We've received a report that in Atlantic v. Andersen, where the RIAA made a motion to compel complete access to Tanya Andersen's computer to make a "mirror image" of her hard drive, federal judge Donald Ashmanskas declined to allow that, and instead granted Ms. Andersen's request to appoint a neutral expert who would be given a specific list of files and an identified protocol to review her computer.
The RIAA had proposed using "specialized tools and methods" along with "licensed software" and a "special device" to accomplish their review by private forensic expert. The judge did not feel that both parties interests were adequately protected with this process.
The following notation appears on the court record:
"MINUTES of Proceedings: Record of Telephone Status Conference before Judge Ashmanskas - ORDER: (1) Stay of this matter pending conclusion of computer hard drive examination by a neutral expert; (2) Cost of hard drive examination to be born by plaintiffs at this time, with leave to request allocation of costs; (3) Denying plaintiffs' motion[36] to compel as moot; (4) Striking the 4/4/06 telephone status conference. James Ruh, William Patton, Nadia Sarkis present as counsel for plaintiff(s). James Murphy, Lory Lybeck, Brian Hodges present as counsel for defendant. Court Reporter: None. Donald C. Ashmanskas presiding."
Keywords: copyright download upload peer to peer p2p file sharing filesharing music movies indie label freeculture creative commons pop/rock artists riaa independent mp3 cd favorite songs
13 comments:
I wonder why Andersen would even consent to having her computer examined at all. It seems better for her to refuse to allow for it to be examined.
This might be an opportunity to find out exactly how confident the RIAA is that Ms. Andersen does, in fact, have copyrighted materials on her computer. If they claim that she shared specific files but those files are not found on her computer it should be very detrimental to their case.

What you will do:
1. Please render this sentence from the post on Atlantic v. Andersen into Spanish: "I wonder why Andersen would even consent to having her computer examined at all."
2. Carry on the post about the Atlantic v. Andersen hard drive ruling, picking up after its final sentence.

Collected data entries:

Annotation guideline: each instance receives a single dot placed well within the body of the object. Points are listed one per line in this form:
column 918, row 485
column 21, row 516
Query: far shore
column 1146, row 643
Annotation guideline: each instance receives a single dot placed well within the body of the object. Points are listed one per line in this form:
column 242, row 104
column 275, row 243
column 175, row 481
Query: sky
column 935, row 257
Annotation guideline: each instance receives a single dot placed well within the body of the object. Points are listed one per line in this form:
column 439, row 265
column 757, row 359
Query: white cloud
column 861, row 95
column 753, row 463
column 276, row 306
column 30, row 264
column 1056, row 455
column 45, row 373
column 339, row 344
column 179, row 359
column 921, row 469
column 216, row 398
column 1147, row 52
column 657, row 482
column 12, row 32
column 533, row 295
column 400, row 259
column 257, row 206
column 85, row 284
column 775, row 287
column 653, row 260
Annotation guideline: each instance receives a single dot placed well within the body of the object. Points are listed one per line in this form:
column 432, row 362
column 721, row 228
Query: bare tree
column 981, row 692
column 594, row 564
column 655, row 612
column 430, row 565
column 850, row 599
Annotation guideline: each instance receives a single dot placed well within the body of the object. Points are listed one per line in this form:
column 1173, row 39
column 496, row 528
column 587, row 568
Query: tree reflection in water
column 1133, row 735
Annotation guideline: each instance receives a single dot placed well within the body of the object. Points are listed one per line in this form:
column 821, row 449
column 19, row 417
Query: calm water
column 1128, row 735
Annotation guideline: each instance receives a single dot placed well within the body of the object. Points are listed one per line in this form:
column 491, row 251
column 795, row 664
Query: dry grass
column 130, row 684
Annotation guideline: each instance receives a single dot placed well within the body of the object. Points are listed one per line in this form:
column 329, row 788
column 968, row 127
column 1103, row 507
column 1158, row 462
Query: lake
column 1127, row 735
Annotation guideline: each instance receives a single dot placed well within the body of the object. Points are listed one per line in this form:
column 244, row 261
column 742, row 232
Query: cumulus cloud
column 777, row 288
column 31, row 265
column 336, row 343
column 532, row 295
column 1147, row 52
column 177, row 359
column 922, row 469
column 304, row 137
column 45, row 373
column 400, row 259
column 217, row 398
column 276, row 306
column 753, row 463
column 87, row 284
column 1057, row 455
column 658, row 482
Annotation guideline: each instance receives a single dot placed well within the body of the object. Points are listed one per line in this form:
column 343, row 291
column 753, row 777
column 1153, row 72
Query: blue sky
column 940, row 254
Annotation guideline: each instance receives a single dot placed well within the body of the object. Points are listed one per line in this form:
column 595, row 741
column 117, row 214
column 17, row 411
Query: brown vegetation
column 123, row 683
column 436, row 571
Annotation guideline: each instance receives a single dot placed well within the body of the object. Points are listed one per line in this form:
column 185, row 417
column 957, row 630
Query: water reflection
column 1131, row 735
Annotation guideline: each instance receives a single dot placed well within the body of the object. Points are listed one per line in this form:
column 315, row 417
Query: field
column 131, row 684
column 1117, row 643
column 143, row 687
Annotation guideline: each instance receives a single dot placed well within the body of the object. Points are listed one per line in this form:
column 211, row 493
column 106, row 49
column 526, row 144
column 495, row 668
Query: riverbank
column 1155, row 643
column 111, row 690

Answers provided:
1. Me pregunto por qué Andersen siquiera consentiría que examinaran su computadora.

2.
Ergo, they should only use a "neutral expert" if they are very confident that he (or she) will find what the RIAA expects.
Here is also where the "making available" argument becomes critical for the RIAA. Finding copies of copyrighted materials on Ms. Andersen's computer alone doesn't help their case - there are (as far as I know) legitimate ways in which those materials could have gotten on her computer. They have to show that the materials are there and that Ms. Andersen broke the law.
If the "making available" argument holds up in court the RIAA could make a strong case if the files are simply sitting in a shared folder. If it doesn't hold up, though, then they have to show not only that the files are present, but that Ms. Andersen distributed them in violation of copyright law.
That's assuming the files are even there in the first place. I'll be interested to see how this turns out.
eclectica: It's not clear to me that she had a choice in the matter. Maybe it's better for her to consent to third party search than to try to object to the search entirely. Or maybe she knows that the materials the RIAA is looking for aren't there to be found, in which case it seems very much in her benefit for a third party to search her computer.
The "we want to mirror the entire hard drive" request seems quite egregious to me, though...
I've always believed that without access to the hard drive that it would be their word against the defendant's, but even with access to the hard drive it still wouldn't mean that infringement occurred if certain files were found. A filesharing program like eMule shows how many times shared files have been uploaded, but others don't give such information.
When the RIAA provides what they call "evidence", at most all we can be expeceted to do is take their word for it. If the defendant denies it, it is his/her word versus that of the RIAA. The RIAA may have screenshots that they try to show to be evidence, but screenshots can be generated, as The Pirate Bay demonstrates with The Evidence Machine.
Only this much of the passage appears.